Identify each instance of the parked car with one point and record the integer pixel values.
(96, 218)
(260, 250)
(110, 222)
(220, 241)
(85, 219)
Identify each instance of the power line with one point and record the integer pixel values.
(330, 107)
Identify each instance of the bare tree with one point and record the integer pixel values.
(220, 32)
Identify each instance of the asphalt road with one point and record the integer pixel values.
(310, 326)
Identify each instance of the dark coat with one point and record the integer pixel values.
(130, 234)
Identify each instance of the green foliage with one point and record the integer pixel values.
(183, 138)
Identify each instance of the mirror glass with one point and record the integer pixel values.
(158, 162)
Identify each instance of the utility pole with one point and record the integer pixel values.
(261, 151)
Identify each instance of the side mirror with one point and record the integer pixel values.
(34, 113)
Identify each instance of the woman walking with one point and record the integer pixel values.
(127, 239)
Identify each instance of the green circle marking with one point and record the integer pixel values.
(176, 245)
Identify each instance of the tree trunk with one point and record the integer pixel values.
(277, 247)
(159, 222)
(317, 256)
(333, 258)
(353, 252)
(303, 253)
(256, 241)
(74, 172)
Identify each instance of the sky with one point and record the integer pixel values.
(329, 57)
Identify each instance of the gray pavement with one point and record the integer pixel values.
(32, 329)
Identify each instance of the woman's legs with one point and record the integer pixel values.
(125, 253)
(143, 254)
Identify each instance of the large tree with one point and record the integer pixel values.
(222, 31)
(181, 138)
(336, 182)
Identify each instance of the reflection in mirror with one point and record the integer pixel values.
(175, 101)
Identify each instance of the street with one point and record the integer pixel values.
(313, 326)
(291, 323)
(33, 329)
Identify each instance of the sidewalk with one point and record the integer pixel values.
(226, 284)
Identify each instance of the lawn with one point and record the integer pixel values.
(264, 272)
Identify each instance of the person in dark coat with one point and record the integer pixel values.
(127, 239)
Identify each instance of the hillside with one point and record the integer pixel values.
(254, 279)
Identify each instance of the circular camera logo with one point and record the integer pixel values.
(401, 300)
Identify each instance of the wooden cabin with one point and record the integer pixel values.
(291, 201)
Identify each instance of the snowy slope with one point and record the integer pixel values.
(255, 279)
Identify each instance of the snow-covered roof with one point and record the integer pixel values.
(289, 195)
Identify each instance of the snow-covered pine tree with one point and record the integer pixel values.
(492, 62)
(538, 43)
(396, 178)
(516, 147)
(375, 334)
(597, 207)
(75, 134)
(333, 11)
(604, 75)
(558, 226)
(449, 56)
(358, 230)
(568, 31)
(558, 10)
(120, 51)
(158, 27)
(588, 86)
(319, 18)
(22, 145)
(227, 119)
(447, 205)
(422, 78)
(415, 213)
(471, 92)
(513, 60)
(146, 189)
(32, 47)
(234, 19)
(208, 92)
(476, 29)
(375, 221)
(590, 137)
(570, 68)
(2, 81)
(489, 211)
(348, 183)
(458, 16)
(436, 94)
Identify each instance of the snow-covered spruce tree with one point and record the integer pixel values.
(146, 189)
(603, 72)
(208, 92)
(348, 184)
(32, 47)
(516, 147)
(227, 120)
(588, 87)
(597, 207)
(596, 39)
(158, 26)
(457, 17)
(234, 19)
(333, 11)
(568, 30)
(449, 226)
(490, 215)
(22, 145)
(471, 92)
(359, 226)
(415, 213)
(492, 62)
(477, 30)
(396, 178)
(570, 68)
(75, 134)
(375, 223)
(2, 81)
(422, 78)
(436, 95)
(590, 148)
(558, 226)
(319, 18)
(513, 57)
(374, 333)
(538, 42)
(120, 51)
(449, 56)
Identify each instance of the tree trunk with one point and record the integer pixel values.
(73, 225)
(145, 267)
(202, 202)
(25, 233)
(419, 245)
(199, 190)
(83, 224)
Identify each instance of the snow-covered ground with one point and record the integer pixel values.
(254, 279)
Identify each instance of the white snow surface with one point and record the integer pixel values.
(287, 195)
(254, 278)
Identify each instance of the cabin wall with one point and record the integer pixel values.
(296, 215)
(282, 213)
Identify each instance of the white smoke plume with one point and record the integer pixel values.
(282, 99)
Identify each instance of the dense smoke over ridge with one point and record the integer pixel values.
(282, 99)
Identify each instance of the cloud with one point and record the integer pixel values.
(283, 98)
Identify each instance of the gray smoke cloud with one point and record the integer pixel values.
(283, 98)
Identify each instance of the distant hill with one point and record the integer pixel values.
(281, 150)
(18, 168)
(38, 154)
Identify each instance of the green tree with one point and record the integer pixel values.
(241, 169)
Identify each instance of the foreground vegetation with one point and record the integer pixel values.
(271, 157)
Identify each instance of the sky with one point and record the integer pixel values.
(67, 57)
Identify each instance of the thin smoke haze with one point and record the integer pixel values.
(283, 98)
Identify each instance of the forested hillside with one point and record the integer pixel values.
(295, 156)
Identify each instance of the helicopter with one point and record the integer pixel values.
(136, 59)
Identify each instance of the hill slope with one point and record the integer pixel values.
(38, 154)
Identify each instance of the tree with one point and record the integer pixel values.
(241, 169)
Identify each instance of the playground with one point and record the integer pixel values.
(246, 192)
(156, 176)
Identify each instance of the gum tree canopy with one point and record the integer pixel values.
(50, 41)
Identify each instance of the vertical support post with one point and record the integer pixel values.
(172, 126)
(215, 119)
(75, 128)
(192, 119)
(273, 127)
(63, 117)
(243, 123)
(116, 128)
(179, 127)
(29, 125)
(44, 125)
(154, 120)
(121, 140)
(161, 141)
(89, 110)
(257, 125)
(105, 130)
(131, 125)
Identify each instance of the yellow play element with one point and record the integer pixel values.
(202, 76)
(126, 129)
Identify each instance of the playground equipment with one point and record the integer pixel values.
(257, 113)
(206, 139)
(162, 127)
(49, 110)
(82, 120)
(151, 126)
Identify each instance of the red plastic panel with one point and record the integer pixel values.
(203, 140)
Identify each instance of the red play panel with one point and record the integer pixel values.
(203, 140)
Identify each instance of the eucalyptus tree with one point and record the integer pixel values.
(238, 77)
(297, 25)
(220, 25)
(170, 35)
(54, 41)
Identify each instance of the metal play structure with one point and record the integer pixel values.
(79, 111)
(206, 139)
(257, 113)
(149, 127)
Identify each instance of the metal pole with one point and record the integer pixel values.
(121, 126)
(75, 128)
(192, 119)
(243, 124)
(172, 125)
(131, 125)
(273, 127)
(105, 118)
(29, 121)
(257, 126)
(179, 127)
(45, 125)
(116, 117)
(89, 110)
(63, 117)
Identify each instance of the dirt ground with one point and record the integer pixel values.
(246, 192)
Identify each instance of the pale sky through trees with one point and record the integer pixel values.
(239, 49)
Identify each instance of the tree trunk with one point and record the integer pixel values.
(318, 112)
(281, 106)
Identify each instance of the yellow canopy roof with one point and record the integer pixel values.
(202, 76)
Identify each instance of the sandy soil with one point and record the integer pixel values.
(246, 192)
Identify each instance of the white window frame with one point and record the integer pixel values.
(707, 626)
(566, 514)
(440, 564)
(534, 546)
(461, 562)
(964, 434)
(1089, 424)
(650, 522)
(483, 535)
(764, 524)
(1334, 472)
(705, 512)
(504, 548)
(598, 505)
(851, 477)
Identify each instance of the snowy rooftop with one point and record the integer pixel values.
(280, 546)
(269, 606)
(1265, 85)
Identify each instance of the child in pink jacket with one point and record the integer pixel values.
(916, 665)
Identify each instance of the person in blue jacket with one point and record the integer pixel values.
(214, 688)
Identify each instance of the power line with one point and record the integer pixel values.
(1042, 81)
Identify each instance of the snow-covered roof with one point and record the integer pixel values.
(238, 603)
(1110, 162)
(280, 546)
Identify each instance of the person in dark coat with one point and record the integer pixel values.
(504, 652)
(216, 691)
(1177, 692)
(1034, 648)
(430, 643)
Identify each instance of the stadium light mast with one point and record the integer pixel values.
• • •
Task description:
Give back each line above precisely as it stands.

Reply to the task:
Identify each instance of the parked car with one point and record the integer pixel values.
(96, 218)
(260, 250)
(110, 222)
(220, 241)
(85, 219)
Identify each instance of the power line with one point and record the integer pixel values.
(330, 107)
Identify each instance of the bare tree with one point and record the integer pixel values.
(220, 32)
Identify each instance of the asphalt road with one point and record the integer pixel values.
(310, 326)
Identify each instance of the dark coat with one point and record the integer pixel values.
(130, 234)
Identify each instance of the green foliage with one point and record the integer pixel values.
(183, 138)
Identify each instance of the mirror glass with one point and record the integer pixel values.
(158, 162)
Identify each instance of the utility pole with one point and record the integer pixel values.
(261, 151)
Identify each instance of the side mirror with one point and record the integer pixel values.
(34, 113)
Identify each instance of the woman walking with one point and record the integer pixel values.
(127, 239)
Identify each instance of the green circle marking with one point and record the integer pixel values.
(176, 245)
Identify each instance of the tree trunk with one point and record the integer pixel values.
(277, 247)
(159, 222)
(317, 256)
(333, 258)
(353, 252)
(303, 253)
(256, 241)
(74, 172)
Identify each instance of the sky with one point and record the integer pixel values.
(329, 57)
Identify each instance of the gray pavement with one point and record the integer pixel values.
(32, 329)
Identify each instance of the woman's legs with one point and record the integer pixel values.
(125, 253)
(143, 254)
Identify each instance of the large tree with one point and record the integer pixel values.
(222, 31)
(181, 138)
(336, 182)
Identify each instance of the reflection in mirror with one point and record the integer pixel values.
(175, 101)
Identify each instance of the street with one point and record the integer pixel values.
(313, 326)
(291, 323)
(33, 329)
Identify each instance of the sidewalk with one point and record the integer pixel values.
(226, 284)
Identify each instance of the lawn with one point and record the integer pixel values.
(264, 272)
Identify each instance of the person in dark coat with one point and record the integer pixel values.
(127, 239)
Identify each instance of the hillside with one point and record the integer pixel values.
(254, 279)
Identify each instance of the circular camera logo with one point and record the integer pixel values.
(401, 300)
Identify each instance of the wooden cabin with one point and record the integer pixel values.
(291, 201)
Identify each instance of the snowy slope with one point and record the integer pixel values.
(255, 279)
Identify each instance of the snow-covered roof with one point and record the integer pixel values.
(289, 195)
Identify each instance of the snow-covered pine tree with one point and record the integer pixel values.
(492, 62)
(538, 43)
(396, 178)
(516, 147)
(375, 334)
(597, 207)
(75, 134)
(333, 11)
(604, 75)
(558, 226)
(449, 56)
(358, 230)
(568, 31)
(558, 10)
(120, 51)
(158, 27)
(588, 86)
(319, 18)
(22, 145)
(227, 119)
(447, 205)
(422, 78)
(415, 213)
(471, 92)
(513, 60)
(146, 189)
(32, 47)
(234, 19)
(208, 92)
(476, 29)
(375, 221)
(590, 137)
(570, 68)
(2, 81)
(489, 211)
(348, 183)
(458, 16)
(436, 94)
Identify each instance of the snow-covered spruce tree with one point and record the integer pixel values.
(146, 189)
(603, 72)
(208, 92)
(348, 184)
(32, 47)
(516, 147)
(227, 120)
(588, 87)
(597, 207)
(596, 39)
(158, 26)
(457, 17)
(234, 19)
(333, 11)
(568, 30)
(449, 226)
(490, 215)
(22, 145)
(471, 92)
(359, 226)
(415, 213)
(492, 62)
(477, 30)
(396, 178)
(570, 68)
(75, 134)
(375, 223)
(2, 81)
(422, 78)
(436, 95)
(590, 148)
(558, 226)
(319, 18)
(513, 57)
(374, 333)
(538, 42)
(120, 51)
(449, 56)
Identify each instance of the tree trunk with one point and record the integer pixel values.
(73, 225)
(145, 267)
(202, 202)
(25, 233)
(419, 245)
(199, 190)
(83, 224)
Identify each instance of the snow-covered ground with one point and record the integer pixel values.
(254, 279)
Identify each instance of the white snow surface with one point and record the integer pixel values.
(287, 195)
(254, 278)
Identify each instance of the cabin wall with one point and record the integer pixel values.
(296, 215)
(282, 213)
Identify each instance of the white smoke plume with one point and record the integer pixel values.
(282, 99)
Identify each instance of the dense smoke over ridge with one point and record the integer pixel values.
(282, 99)
Identify each instance of the cloud with one point and record the integer pixel values.
(283, 98)
Identify each instance of the gray smoke cloud with one point and record the integer pixel values.
(283, 98)
Identify each instance of the distant hill with one point and record the integer pixel values.
(281, 150)
(18, 168)
(38, 154)
Identify each instance of the green tree with one point and record the integer pixel values.
(241, 169)
Identify each instance of the foreground vegetation with one point and record the integer pixel values.
(271, 157)
Identify each instance of the sky with one point and record the integer pixel values.
(67, 57)
Identify each instance of the thin smoke haze with one point and record the integer pixel values.
(283, 98)
Identify each instance of the forested hillside with one point and record the integer pixel values.
(295, 156)
Identify each instance of the helicopter with one point and record the integer pixel values.
(136, 59)
Identify each instance of the hill slope with one point and record the integer pixel values.
(38, 154)
Identify each instance of the tree with one point and record the integer pixel values.
(241, 169)
Identify each instance of the playground with one point and record the integer pixel values.
(246, 192)
(156, 176)
Identify each instance of the gum tree canopy with one point and record the integer pixel values.
(50, 41)
Identify each instance of the vertical support post with one point and record the integer pixel values.
(172, 126)
(215, 119)
(75, 128)
(192, 119)
(273, 127)
(63, 117)
(243, 123)
(116, 128)
(179, 127)
(29, 125)
(44, 125)
(154, 120)
(121, 140)
(161, 141)
(89, 110)
(257, 125)
(105, 130)
(131, 125)
Identify each instance of the yellow play element with one point and record the integer pixel values.
(202, 76)
(126, 129)
Identify each instance of the playground equipment with one point and record the integer pixel values.
(257, 113)
(206, 139)
(162, 127)
(49, 110)
(82, 120)
(151, 126)
Identify each instance of the red plastic panel with one point and record the integer pixel values.
(203, 140)
Identify each instance of the red play panel with one point and record the integer pixel values.
(203, 140)
Identify each instance of the eucalyptus tree with one point and record the integer pixel values.
(238, 77)
(297, 25)
(220, 25)
(170, 35)
(54, 41)
Identify each instance of the metal play structure with one point and record the integer pixel values.
(79, 111)
(206, 139)
(257, 113)
(149, 127)
Identify each instance of the metal pole with one point and record the integer pixel values.
(121, 126)
(75, 128)
(192, 119)
(243, 124)
(172, 125)
(131, 125)
(273, 127)
(105, 118)
(29, 121)
(257, 126)
(179, 127)
(45, 125)
(116, 117)
(89, 110)
(63, 117)
Identify each instance of the dirt ground with one point and record the integer pixel values.
(246, 192)
Identify each instance of the pale sky through trees with one point and record the integer pixel values.
(239, 49)
Identify each instance of the tree trunk with one point and record the integer pixel values.
(318, 112)
(281, 106)
Identify each instance of the yellow canopy roof with one point and record the integer pixel values.
(202, 76)
Identify each instance of the sandy soil with one point and record the integer pixel values.
(246, 192)
Identify each instance of the white window frame with one point and record the integer pixel values.
(707, 626)
(566, 514)
(440, 564)
(534, 546)
(461, 562)
(964, 434)
(1089, 424)
(650, 522)
(483, 535)
(764, 524)
(1334, 472)
(705, 512)
(504, 548)
(598, 505)
(851, 477)
Identify each instance of the snowy rooftop with one point and record the integer pixel values.
(280, 546)
(269, 606)
(1265, 85)
Identify each instance of the child in pink jacket with one point and record the integer pixel values.
(916, 665)
Identify each instance of the person in blue jacket with one point and record the integer pixel values.
(214, 688)
Identify each instance of the power line with one point and record the integer pixel values.
(1042, 81)
Identify each instance of the snow-covered roof with one point and record the integer pixel values.
(238, 603)
(1110, 162)
(280, 546)
Identify each instance of the person in dark coat with one point and record the integer pixel values.
(504, 652)
(216, 691)
(1177, 692)
(1034, 648)
(430, 643)
Identify each instance of the stadium light mast with one point and record the integer pixel values.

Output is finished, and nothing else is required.